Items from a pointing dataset

## begin

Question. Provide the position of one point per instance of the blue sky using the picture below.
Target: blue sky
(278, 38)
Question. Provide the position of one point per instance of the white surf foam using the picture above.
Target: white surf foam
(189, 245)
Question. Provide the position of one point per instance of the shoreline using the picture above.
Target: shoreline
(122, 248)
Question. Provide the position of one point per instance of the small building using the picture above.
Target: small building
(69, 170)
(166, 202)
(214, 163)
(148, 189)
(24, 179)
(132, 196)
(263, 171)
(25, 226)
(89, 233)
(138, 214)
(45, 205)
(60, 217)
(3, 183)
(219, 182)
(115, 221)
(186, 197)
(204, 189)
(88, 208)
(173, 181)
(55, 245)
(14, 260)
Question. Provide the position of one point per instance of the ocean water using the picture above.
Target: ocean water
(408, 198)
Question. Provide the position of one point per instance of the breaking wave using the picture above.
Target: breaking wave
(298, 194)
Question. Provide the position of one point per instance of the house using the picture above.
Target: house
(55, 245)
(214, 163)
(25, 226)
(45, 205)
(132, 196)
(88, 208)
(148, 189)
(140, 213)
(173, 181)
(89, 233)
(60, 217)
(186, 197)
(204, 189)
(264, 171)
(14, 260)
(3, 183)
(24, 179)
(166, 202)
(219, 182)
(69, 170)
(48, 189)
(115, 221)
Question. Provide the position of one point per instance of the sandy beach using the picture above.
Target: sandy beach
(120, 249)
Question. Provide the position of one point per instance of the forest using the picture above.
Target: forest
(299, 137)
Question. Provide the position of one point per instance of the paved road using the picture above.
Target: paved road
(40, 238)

## end

- **TASK GOAL**:
Copy the items from the line with "road using the picture above." through the end of the items, switching "paved road" to "gravel road" and keeping everything else the same.

- **CORRECT OUTPUT**:
Question. Provide the position of one point per instance of the gravel road using the picture above.
Target: gravel road
(40, 238)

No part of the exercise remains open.